**YOUR TASK:**
How many lines in the records below contain the word "stick"? Count them and reply with the number alone.

**STORED RECORDS:**
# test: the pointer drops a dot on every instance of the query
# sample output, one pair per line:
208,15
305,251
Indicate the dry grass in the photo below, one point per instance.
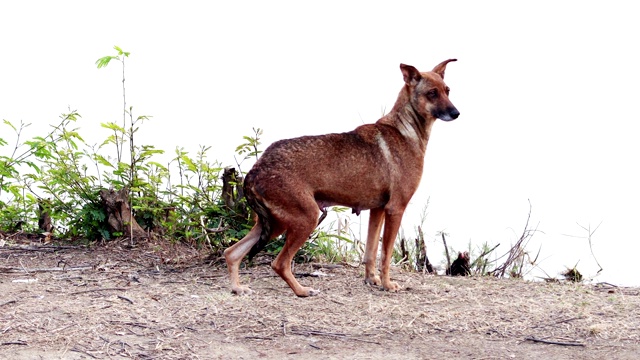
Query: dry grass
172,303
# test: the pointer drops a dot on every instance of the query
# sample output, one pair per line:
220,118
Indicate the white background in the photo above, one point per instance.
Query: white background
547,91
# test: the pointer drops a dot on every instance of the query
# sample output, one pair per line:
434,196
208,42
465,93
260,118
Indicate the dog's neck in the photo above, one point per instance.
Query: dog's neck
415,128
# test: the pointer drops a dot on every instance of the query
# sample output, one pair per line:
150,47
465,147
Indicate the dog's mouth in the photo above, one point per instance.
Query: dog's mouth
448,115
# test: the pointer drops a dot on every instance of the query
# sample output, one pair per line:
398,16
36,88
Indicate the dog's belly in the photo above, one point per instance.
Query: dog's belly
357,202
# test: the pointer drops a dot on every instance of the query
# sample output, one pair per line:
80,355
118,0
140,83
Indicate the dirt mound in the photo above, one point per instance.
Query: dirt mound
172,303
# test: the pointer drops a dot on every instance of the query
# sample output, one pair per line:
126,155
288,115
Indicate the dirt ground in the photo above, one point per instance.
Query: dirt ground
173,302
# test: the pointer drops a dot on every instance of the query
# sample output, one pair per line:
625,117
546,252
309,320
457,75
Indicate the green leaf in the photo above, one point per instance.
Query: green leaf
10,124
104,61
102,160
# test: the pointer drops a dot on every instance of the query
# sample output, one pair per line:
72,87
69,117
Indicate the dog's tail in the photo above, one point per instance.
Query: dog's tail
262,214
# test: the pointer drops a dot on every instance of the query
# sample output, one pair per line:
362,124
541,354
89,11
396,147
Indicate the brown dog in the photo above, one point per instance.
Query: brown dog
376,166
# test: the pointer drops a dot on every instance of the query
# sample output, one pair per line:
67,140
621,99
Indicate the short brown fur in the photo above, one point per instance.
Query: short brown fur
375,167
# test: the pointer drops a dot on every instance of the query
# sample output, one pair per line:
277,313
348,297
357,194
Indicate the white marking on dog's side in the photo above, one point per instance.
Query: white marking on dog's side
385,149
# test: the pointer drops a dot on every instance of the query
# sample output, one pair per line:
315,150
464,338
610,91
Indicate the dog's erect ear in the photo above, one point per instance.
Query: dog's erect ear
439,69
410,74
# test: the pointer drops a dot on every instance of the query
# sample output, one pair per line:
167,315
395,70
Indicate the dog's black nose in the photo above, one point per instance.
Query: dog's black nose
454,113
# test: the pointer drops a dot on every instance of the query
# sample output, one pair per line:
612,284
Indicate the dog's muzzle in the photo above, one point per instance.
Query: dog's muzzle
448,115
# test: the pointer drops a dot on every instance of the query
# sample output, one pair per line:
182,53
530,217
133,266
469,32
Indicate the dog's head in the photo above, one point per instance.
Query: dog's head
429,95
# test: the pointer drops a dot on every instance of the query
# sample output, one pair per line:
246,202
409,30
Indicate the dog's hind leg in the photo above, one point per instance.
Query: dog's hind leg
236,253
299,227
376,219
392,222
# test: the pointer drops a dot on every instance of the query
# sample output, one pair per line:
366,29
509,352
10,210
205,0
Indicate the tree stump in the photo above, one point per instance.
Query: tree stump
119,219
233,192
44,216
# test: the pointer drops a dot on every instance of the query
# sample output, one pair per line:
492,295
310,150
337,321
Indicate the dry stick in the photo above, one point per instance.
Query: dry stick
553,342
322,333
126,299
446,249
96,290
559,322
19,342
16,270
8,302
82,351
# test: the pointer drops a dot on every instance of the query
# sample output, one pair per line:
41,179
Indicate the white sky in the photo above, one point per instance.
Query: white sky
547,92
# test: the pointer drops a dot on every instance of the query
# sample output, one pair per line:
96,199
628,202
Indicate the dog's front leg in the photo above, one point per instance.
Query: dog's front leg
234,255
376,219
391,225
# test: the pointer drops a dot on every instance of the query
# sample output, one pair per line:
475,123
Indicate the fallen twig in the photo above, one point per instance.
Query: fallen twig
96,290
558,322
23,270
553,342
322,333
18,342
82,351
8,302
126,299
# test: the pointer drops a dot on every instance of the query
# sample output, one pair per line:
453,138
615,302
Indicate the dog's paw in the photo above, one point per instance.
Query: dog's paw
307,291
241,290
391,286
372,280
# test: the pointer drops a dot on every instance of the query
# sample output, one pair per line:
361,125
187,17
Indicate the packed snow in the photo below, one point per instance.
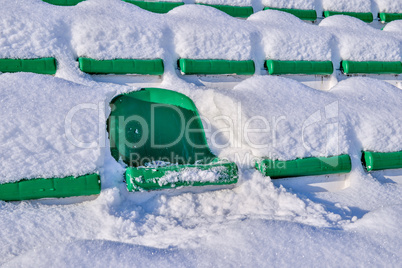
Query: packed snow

* * *

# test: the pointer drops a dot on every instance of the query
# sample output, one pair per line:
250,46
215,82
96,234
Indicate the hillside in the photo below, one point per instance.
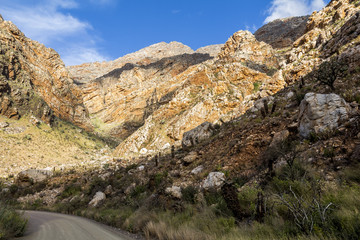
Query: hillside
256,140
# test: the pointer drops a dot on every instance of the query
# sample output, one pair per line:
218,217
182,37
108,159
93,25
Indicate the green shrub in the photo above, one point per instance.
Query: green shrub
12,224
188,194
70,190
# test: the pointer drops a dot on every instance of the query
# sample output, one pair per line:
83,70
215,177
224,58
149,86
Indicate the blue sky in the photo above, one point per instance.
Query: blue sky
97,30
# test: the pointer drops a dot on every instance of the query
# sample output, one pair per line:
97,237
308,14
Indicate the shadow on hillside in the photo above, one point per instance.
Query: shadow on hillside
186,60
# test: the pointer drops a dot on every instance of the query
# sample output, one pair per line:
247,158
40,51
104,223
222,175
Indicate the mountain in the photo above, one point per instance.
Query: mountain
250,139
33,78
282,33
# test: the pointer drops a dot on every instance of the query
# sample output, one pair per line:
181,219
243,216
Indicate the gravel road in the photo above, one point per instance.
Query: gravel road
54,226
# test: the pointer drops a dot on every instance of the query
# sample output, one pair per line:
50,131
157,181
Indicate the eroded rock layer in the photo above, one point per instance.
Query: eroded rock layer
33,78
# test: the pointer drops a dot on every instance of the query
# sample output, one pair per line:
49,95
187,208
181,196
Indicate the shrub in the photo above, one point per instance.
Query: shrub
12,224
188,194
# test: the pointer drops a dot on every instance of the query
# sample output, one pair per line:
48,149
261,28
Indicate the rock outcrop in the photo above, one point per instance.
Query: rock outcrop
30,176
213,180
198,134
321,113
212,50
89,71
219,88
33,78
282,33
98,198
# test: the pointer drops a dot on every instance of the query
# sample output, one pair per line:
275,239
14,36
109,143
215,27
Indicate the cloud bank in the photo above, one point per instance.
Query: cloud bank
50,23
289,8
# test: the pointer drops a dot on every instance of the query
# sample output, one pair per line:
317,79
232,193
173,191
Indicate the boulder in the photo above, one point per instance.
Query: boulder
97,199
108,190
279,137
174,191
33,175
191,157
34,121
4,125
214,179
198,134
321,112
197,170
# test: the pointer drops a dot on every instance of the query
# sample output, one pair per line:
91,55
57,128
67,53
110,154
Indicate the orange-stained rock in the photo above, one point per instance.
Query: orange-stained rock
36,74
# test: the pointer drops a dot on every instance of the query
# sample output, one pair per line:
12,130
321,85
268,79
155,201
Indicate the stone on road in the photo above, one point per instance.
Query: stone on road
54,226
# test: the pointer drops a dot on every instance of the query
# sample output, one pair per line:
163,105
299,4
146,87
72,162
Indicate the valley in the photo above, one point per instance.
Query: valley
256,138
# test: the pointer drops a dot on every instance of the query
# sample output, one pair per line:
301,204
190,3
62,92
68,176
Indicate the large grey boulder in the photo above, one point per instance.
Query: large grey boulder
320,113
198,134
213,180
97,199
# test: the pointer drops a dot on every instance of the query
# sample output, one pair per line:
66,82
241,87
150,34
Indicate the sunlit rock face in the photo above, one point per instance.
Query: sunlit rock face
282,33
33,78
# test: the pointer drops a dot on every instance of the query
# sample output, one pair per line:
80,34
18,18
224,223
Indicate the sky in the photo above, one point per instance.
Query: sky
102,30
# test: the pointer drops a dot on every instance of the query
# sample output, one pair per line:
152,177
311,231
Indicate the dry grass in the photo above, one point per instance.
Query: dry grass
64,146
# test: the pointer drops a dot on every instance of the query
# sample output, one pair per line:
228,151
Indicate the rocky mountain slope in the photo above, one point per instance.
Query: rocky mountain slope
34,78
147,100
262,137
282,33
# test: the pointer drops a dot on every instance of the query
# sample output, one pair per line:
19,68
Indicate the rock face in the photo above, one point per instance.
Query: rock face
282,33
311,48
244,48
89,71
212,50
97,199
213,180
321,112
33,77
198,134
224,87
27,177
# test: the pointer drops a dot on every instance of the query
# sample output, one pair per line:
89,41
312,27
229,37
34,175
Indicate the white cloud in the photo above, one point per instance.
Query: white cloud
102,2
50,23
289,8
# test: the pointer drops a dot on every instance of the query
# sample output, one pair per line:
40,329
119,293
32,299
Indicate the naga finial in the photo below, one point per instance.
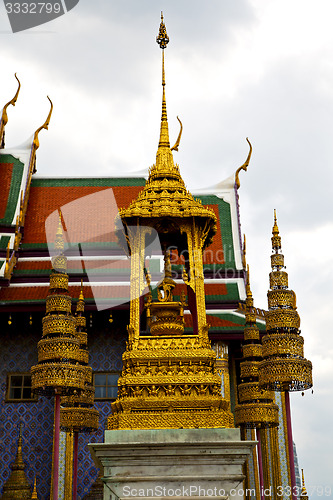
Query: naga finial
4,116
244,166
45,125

**EXERCISE ANSWER:**
2